▸ **Text excerpt**

# Custom Single Hook No Mess Bottom Rig



## marv1234 (Nov 10, 2014)

This rig idea is simple and it's made too not have crazy tangles and cost effective compared to a double drop rigs. It also can be modified for smaller hooks for fish like croakers and smaller test lines. It's made with Berkley trilene big game line 50lb test which cost me about $4 at the store which is cheaper than those seaguars that cost nearly $20+. With this rig I do not need a swivel other than the one on my main line. The rig is perfect for big fish and works well for smaller fish. Way better than buying a $2 to $4 dollar drops rigs that break easily.









Fishing On! :fishing:


----------



## letmefish (May 23, 2015)

[Labeling and segmentation records]

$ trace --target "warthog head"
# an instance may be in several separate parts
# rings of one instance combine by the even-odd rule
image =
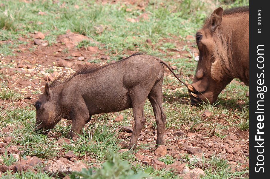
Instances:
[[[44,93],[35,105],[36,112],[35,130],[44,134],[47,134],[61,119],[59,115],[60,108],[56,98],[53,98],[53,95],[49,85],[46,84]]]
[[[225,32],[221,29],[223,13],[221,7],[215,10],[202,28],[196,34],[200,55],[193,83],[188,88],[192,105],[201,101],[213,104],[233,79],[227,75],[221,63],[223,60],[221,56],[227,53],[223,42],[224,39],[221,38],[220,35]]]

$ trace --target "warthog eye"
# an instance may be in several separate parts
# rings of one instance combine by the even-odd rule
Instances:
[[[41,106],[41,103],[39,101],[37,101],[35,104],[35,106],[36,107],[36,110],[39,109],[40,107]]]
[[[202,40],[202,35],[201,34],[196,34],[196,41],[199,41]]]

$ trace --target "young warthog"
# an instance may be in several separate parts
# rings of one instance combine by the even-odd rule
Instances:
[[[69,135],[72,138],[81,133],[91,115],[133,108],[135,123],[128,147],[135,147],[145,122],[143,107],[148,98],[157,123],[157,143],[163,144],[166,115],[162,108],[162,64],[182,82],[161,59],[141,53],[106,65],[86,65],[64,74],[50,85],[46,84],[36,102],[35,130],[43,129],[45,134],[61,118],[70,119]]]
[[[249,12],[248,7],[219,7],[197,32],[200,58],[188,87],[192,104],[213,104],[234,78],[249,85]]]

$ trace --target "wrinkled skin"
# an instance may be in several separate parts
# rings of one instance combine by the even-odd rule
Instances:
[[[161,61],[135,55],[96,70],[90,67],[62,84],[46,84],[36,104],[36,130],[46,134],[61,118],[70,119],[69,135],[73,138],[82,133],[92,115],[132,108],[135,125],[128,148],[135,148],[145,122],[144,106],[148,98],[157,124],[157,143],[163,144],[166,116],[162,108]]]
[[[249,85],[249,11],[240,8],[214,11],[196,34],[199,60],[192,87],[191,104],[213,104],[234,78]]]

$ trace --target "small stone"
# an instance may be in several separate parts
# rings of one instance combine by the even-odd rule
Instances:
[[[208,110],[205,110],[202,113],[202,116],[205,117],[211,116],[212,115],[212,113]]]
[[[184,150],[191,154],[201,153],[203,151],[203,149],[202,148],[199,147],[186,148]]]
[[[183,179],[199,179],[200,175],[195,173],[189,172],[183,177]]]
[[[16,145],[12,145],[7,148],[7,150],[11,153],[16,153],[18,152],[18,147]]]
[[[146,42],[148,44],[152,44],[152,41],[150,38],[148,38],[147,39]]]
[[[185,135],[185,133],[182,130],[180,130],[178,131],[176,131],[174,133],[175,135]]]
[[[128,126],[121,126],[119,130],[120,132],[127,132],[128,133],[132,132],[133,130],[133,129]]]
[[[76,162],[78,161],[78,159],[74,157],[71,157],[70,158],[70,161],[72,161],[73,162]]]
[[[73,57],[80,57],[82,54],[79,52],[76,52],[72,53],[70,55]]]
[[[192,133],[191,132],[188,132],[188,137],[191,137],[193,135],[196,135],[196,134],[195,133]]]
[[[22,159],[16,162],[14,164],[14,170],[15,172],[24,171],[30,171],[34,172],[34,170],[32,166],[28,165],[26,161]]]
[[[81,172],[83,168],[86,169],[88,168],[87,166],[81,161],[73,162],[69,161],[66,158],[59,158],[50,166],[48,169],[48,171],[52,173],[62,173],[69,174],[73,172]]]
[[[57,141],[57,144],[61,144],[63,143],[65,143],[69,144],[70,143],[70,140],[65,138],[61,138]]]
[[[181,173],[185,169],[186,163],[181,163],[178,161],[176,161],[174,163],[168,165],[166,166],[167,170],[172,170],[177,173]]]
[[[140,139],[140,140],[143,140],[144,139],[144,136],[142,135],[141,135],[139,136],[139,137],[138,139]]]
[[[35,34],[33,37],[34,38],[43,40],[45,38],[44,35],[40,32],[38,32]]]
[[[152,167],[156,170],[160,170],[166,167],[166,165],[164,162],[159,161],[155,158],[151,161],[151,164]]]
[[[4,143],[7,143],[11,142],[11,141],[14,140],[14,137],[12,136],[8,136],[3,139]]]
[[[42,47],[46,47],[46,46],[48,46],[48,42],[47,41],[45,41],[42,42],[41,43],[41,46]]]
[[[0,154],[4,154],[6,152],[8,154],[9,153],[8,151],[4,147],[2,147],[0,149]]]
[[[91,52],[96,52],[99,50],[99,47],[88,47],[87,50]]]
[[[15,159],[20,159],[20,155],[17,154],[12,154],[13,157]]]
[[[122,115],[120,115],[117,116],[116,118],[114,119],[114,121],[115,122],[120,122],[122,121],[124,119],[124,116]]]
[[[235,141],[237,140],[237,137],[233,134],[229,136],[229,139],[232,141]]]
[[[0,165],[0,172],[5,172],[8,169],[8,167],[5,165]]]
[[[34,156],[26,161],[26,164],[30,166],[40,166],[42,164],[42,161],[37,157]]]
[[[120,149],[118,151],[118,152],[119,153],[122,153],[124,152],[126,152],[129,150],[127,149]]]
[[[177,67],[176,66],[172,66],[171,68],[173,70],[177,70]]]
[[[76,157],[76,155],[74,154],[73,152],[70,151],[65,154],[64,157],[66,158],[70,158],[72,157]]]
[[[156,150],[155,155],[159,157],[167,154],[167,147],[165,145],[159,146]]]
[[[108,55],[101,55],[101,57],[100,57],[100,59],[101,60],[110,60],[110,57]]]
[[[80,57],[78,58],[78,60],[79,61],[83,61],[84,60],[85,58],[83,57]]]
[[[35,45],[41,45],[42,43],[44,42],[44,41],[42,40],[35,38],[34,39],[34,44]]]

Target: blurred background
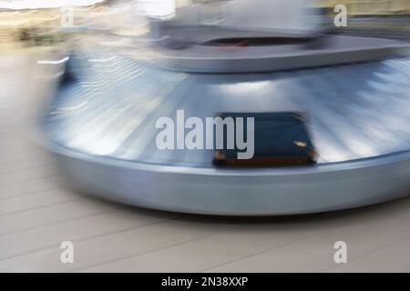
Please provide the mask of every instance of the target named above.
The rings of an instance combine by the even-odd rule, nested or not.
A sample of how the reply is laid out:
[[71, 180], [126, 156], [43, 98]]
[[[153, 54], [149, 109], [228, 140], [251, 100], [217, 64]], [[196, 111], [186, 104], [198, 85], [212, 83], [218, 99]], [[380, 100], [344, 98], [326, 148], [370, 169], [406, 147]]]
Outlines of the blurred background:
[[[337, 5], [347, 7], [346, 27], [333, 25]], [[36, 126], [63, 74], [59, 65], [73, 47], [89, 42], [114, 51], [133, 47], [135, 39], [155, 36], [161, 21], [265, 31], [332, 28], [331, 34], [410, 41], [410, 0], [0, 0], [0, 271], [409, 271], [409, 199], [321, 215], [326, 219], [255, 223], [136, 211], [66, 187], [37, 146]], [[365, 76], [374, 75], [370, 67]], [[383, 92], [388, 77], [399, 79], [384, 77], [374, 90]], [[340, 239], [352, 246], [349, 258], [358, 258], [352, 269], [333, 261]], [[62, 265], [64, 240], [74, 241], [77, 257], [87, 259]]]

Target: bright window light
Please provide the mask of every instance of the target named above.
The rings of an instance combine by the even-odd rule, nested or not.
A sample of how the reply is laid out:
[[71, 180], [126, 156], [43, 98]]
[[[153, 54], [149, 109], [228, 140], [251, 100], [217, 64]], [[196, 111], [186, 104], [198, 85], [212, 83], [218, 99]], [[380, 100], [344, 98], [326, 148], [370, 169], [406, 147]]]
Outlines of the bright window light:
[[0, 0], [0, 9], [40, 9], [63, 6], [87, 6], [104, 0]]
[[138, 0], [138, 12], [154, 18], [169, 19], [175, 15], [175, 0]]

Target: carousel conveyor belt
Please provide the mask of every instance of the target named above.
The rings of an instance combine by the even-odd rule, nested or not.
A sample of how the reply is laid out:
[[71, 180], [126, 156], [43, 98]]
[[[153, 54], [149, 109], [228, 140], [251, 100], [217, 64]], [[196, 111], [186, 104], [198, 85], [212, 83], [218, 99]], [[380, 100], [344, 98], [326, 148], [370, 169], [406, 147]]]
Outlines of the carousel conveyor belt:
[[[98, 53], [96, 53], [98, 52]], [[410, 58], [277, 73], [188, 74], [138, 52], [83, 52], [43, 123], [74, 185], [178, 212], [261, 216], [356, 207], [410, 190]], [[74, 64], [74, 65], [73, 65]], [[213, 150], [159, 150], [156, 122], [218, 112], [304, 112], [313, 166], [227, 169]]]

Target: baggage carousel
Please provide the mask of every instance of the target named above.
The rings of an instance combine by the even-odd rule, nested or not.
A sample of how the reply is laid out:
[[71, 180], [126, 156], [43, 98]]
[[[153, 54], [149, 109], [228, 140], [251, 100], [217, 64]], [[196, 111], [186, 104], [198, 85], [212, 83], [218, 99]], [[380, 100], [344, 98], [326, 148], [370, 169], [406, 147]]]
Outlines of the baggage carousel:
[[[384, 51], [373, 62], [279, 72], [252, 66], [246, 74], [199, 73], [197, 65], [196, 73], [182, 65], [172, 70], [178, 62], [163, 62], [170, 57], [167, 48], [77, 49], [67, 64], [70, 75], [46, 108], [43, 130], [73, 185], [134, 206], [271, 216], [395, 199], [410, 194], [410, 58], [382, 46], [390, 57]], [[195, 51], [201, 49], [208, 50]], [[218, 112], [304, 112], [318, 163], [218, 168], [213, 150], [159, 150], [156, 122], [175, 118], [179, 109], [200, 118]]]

▸ **What to produce**
Return the fishing rig thread in full, word for word. Draw only on the fishing rig thread, not on the entries.

▸ **Written answer**
# Custom Single Hook No Mess Bottom Rig



## marv1234 (Nov 10, 2014)

This rig idea is simple and it's made too not have crazy tangles and cost effective compared to a double drop rigs. It also can be modified for smaller hooks for fish like croakers and smaller test lines. It's made with Berkley trilene big game line 50lb test which cost me about $4 at the store which is cheaper than those seaguars that cost nearly $20+. With this rig I do not need a swivel other than the one on my main line. The rig is perfect for big fish and works well for smaller fish. Way better than buying a $2 to $4 dollar drops rigs that break easily.









Fishing On! :fishing:


----------



## letmefish (May 23, 2015)